- _WHAT THE TASK ASKS_
Could you carry on the essay below about the endless workday routine, starting right after its last line?

- _TEXT SHOWN_
Your workmates are this side of being just distracting enough to be annoying while not being distracting enough to make any real difference. You drown out their nattering with your industrial grade ear protection noise cancellator 5 million headphones. Bliss, you call it. The Loop accepts your sacrifice.

The tasks might be micro different but at the macro scale they’re all the same. You grab some data. Change it somehow. Dump it out someplace else. Repeat this for an hour or two then go to the same place you went yesterday for lunch. Grab the same sandwich, drink the same cup of coffee. Your loop intersects with the barrista’s loop and you exchange the same pleasantries you did yesterday, last week, last month, last year.

“The Usual” you call it.

Back to work. Back to looking at the dusty tasks with the dusty data exchange and the dusty same old same old. Do that for a few more hours and you come out of the zone just long enough to watch the clock for an uncomfortable amount of time. Eventually you’re free, just gotta wait till these numbers line up to the numbers that unlocks you from this groundhog day wannabe situation you’re stuck in.

Success! You made it through another day. You blink and you’re home, you sit on the same couch, watch the same junky Netflix input, realise the clock’s gone by just fast enough that you’ve barely got time to do any of the housework that needs doing (its ok, we can do it at the weekend). You’ve got just enough time to eat the same old meal to keep the same old life going on. You dump yourself into bed and what feels like 20 seconds pass before you wake up to the sound of an alarm. The alarm alerts you that you’re running late for the next cycle.

Repeat.

Heck, at least we have weekends!

(Data records)
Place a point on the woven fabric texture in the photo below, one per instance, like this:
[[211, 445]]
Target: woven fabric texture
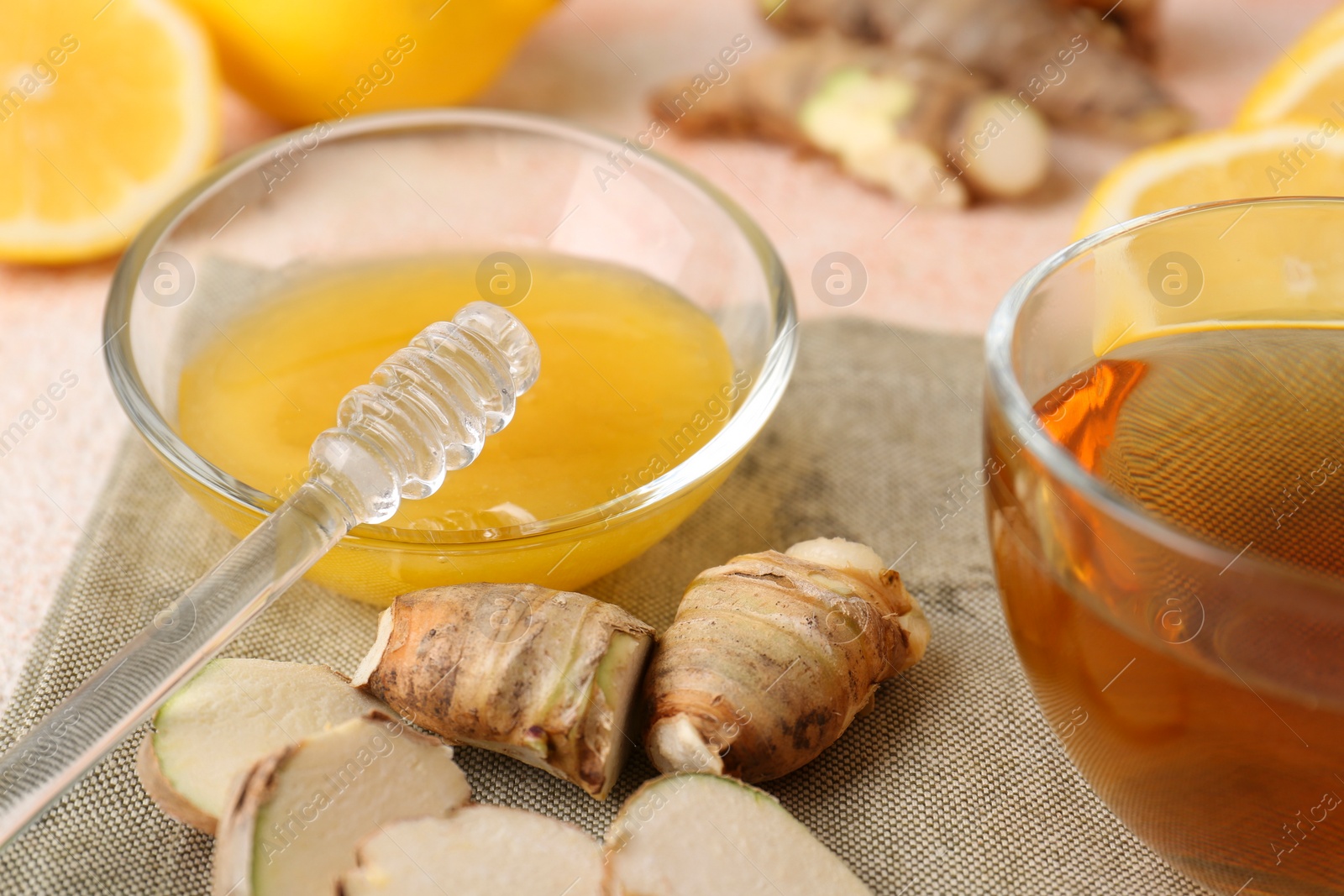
[[954, 785]]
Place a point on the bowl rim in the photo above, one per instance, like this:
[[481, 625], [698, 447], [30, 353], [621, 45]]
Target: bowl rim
[[1007, 394], [741, 429]]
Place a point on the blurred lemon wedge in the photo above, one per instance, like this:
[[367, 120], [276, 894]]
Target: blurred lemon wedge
[[1307, 82], [306, 60], [1289, 159], [107, 112]]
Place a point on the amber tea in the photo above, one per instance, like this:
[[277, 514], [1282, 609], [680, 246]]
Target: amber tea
[[1214, 727]]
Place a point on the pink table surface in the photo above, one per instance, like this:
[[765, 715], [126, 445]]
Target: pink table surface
[[595, 60]]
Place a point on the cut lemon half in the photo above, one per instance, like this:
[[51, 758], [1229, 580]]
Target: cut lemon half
[[1307, 82], [1290, 159], [107, 112]]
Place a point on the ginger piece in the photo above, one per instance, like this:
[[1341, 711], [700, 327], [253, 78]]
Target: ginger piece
[[544, 676], [1135, 20], [772, 656], [230, 715], [1062, 60], [477, 851], [669, 840], [295, 820], [917, 127]]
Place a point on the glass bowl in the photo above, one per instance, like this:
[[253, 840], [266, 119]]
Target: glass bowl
[[385, 187], [1195, 678]]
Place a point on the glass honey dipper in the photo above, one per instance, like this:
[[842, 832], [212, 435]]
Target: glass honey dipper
[[425, 411]]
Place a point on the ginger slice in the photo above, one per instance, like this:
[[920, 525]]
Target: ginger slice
[[477, 851], [296, 817], [228, 716], [544, 676], [709, 836]]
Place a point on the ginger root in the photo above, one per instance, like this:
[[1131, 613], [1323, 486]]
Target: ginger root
[[772, 656], [914, 125], [544, 676], [1063, 60]]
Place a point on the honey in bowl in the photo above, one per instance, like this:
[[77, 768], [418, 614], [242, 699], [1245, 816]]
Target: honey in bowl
[[635, 379], [1213, 728]]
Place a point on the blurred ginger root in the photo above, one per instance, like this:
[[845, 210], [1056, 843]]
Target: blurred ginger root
[[918, 127], [1068, 60]]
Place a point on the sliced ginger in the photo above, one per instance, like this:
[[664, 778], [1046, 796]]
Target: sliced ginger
[[709, 836], [295, 820], [228, 716]]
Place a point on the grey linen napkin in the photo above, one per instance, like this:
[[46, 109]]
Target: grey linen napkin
[[954, 785]]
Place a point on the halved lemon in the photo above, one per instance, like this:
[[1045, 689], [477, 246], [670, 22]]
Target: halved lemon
[[1289, 159], [107, 110], [1307, 82]]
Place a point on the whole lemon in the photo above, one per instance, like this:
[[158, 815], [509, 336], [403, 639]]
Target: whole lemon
[[308, 60]]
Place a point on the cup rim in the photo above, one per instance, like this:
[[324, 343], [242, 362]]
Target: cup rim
[[1012, 402], [737, 434]]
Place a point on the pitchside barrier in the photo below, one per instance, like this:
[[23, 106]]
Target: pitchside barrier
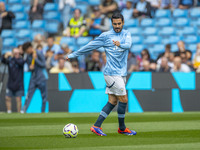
[[85, 92]]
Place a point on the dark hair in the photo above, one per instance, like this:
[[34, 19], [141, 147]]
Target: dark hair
[[117, 15], [26, 45]]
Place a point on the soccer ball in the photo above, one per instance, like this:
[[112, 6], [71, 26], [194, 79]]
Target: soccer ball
[[70, 130]]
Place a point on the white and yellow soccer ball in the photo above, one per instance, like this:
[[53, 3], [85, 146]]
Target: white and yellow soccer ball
[[70, 130]]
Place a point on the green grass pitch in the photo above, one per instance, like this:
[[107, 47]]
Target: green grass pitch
[[157, 131]]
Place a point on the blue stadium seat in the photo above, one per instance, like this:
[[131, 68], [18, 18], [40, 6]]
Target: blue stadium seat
[[180, 13], [16, 8], [51, 7], [137, 48], [9, 42], [11, 2], [191, 39], [7, 34], [68, 41], [131, 23], [192, 47], [137, 39], [150, 31], [24, 34], [134, 30], [21, 16], [22, 25], [163, 22], [52, 15], [167, 31], [38, 24], [153, 40], [52, 26], [162, 13], [83, 8], [195, 13], [189, 31], [94, 2], [147, 22], [182, 22], [174, 47], [83, 40]]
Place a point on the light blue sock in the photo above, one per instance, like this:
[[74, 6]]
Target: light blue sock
[[104, 113], [121, 115]]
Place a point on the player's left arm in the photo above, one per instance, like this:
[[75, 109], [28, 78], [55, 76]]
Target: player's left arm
[[128, 42]]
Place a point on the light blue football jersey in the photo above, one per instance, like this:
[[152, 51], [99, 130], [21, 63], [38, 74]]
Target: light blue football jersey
[[116, 56]]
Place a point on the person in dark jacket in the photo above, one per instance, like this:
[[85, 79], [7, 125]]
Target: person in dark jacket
[[15, 86], [5, 18], [36, 63]]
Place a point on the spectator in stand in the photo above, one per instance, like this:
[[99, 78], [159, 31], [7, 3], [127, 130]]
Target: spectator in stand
[[5, 18], [196, 60], [76, 26], [142, 9], [39, 40], [60, 67], [128, 11], [75, 66], [99, 23], [103, 55], [179, 66], [65, 7], [36, 63], [163, 66], [108, 7], [15, 85], [132, 64], [94, 64], [186, 4], [36, 10], [49, 51]]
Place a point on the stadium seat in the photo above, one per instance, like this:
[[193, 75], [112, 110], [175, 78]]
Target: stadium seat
[[131, 23], [150, 31], [162, 22], [191, 47], [24, 34], [38, 24], [181, 22], [137, 48], [137, 39], [152, 40], [94, 2], [147, 22], [21, 16], [83, 40], [180, 13], [7, 34], [9, 42], [50, 7], [11, 2], [22, 25], [162, 13], [52, 27], [191, 39], [174, 47], [68, 41], [134, 30], [52, 15], [167, 31], [16, 8], [195, 13]]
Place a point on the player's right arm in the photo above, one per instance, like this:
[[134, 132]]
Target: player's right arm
[[95, 44]]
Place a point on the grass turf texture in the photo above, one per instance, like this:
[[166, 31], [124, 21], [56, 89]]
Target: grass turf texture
[[158, 131]]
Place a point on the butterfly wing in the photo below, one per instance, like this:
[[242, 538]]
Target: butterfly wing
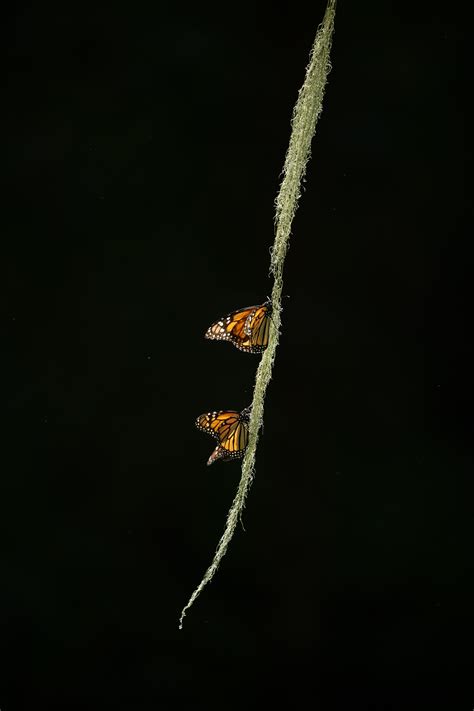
[[219, 424], [230, 429], [258, 327], [232, 327], [247, 329]]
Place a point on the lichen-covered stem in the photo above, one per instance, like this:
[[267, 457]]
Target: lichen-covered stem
[[306, 112]]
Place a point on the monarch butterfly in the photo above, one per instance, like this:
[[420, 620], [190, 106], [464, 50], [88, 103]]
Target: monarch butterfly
[[247, 329], [230, 429]]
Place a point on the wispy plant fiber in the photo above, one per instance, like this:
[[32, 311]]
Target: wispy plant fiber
[[303, 125]]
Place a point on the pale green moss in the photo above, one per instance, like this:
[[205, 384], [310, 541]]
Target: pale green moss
[[305, 116]]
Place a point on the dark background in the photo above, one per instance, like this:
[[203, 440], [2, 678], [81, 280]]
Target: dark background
[[145, 143]]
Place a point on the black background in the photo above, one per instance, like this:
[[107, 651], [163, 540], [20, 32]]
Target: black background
[[145, 144]]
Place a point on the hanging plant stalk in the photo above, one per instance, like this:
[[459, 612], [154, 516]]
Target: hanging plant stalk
[[303, 125]]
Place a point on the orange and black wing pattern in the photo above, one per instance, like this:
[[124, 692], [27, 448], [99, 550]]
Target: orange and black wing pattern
[[247, 329], [230, 429]]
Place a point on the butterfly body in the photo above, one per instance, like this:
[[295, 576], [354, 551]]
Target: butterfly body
[[248, 329], [230, 429]]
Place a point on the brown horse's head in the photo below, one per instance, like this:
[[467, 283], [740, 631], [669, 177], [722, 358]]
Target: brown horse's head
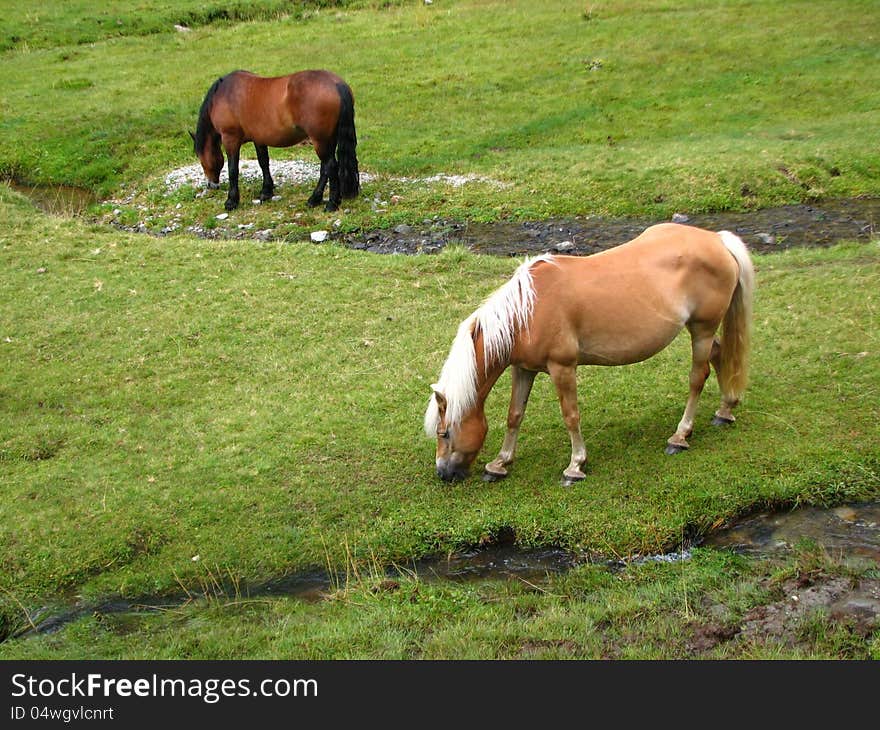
[[457, 444], [210, 155]]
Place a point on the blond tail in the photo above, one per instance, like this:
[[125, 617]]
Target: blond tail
[[736, 339]]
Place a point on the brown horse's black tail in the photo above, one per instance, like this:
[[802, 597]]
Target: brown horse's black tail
[[346, 144]]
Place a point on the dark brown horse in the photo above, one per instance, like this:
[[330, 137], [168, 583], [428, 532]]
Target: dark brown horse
[[280, 111]]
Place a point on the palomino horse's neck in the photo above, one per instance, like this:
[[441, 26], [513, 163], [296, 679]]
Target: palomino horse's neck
[[482, 347]]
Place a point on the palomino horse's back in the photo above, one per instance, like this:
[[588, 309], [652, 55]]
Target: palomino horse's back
[[629, 302], [613, 308]]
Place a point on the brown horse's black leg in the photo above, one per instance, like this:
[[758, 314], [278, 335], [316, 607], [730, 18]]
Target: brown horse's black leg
[[333, 179], [232, 162], [268, 189], [318, 195]]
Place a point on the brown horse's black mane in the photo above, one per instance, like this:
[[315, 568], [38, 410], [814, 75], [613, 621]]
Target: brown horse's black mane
[[204, 126]]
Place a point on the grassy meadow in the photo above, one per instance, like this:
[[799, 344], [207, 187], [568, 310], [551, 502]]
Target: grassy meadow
[[177, 409]]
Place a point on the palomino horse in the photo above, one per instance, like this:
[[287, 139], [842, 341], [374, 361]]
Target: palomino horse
[[616, 307], [279, 112]]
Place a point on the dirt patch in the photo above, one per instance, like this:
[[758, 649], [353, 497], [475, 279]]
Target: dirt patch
[[841, 601], [772, 229]]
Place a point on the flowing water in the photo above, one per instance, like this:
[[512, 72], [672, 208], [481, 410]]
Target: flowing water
[[850, 531]]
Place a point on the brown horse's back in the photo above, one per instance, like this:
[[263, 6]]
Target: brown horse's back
[[277, 111], [628, 303]]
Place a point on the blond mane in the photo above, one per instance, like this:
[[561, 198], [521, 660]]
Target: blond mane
[[504, 312]]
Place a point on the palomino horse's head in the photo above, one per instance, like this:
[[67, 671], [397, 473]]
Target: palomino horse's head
[[211, 157], [457, 444]]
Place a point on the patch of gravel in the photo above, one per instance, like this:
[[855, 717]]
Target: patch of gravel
[[302, 171], [283, 171]]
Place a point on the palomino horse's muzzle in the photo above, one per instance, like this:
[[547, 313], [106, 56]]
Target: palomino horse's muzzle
[[452, 472]]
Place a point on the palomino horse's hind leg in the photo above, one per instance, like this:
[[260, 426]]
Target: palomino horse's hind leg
[[724, 415], [564, 377], [701, 348], [520, 388], [268, 189]]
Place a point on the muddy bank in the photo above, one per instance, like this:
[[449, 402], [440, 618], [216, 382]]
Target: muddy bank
[[771, 229], [849, 532]]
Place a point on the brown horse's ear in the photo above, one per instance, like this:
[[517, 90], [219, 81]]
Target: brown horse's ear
[[440, 398]]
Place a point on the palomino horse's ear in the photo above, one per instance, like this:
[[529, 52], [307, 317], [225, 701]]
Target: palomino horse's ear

- _REPLY TO THE TASK_
After 5 work cycles you’re allowed to close the macro cycle we have all agreed to call a week. Do it for the weekend, someone as covertly depressed as you probably said at some point. The week. It’s really just the next loop up. It’s loops all the way up really. Just as repetitive. 5 work cycles and a mad rush to cram in as much housework and socialization as you can before Monday signals the next cycle. Do it for the weekend, because it’s all you’ve really got.

So how do we all avoid blowing our brains out?

Holidays, vacation time, paid time off. Some folks get loads, others that live in less socially developed countries such as America get something like 5 minutes PTO per year worked. In any case, it’s the only time you get outside the loop. Make it count.

Travel, experience, adventure. Do something that’s not just an extension of the weekend. Grab the loop by its dusty old curves and give it a proper kicking. Do something different. Make your brain store the entire event, don’t even let your travel plans become the same. For your next time out of the loop challenge yourself - None of this trip will be deduplicated. I’m gonna store every second of this.

Woah jeez dude are you like super depressed or something

Hah no. Well I mean maybe. Probably. I usually take magic pills that stop the loops being as depressing but I’ve ran out of them at the moment ‘cause the pharmacy’s decided swiftness isn’t a requirement for such things.

Anyway. Assuming no, at a certain point you’ve gotta earn money to pay the bills (they’re in the month loop. 5 working day loops combined with 2 days of “aw crap the house needs hoovering” times four). I guess what I’m really writing about is my realisation that booking time off work just to have time off work is not helpful in the long run. I need to spend the time off in a way that’s super different. No more just extending the weekends.

Travel, adventure, experience. It’s all there is. Things have to be different to avoid eventually realising that you’ve done nothing worth noting.

Alright where’s all this going?

I got nothing else unfortunately. This part of the “write a blog post” loop has had an intro, had a middle, almost had an end. I’ve waffled on enough.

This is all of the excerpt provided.